*Work to complete*
1/ In the forum thread below about tying Java ferns and anubias to lava rock, where did JBarlak learn that it's unlucky to take anything off the Hawaiian Islands?
2/ Continue the forum thread below about tying Java ferns and anubias to lava rock, picking up right after its final sentence.

*Text block*
▼

# Using Lava Rock to tie off Java's and Anubias???



## JBarlak (Mar 16, 2008)

do you think I would have any problems using pieces of Lava Rock to try to root ferns and anubias in the tank? I dont have extra driftwood to use. Thanks for all your help in advanced.


----------



## MediaHound (Jul 19, 2006)

The red ones or the black Hawaiian feather rock?


----------



## JBarlak (Mar 16, 2008)

the red ones, typically seen in stores. It's unlucky to take anything off the Hawaiian Islands....learned that when I went to University of Hawaii.


----------



## MediaHound (Jul 19, 2006)

Looks like people are using it.. 
Check this out 
GVAC On the Use of Crushed Lava Rock


----------



## JBarlak (Mar 16, 2008)

the grey lava rock is not the native Hawaiian Lava Rock. There are other locations in the world that lava rock is available. Ive seen the type they are talking about. I got a rather large piece for free and I had someone at work cut it up. i thought if green algae likes the lava rock. Why wouldn't java ferns.

▲

*Data extract*
▼

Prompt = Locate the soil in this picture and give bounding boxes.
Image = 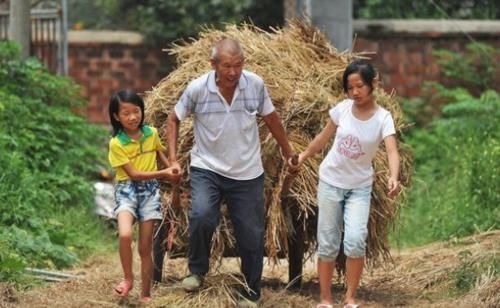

▲

*Results*
1/ At the University of Hawaii.

2/
----------



## Kogo (Mar 14, 2008)

Anubis attaches well to tuffa, lava, and all sorts of other rocks. Before i moved, i had some very dramatic pieces attached to Texas holey rock. they were like submerged bonsai trees. with ferns, Ive only used tufa, but it worked fine.


----------



## JBarlak (Mar 16, 2008)

but wouldn't I have a problem with tufa rock in a community tank that Im trying to keep below 7 ph? I know I have seen them in Cichlid tanks with immaculate java fern growths.


----------



## Kogo (Mar 14, 2008)

just try it with another inert rock. even an old piece of slate should work.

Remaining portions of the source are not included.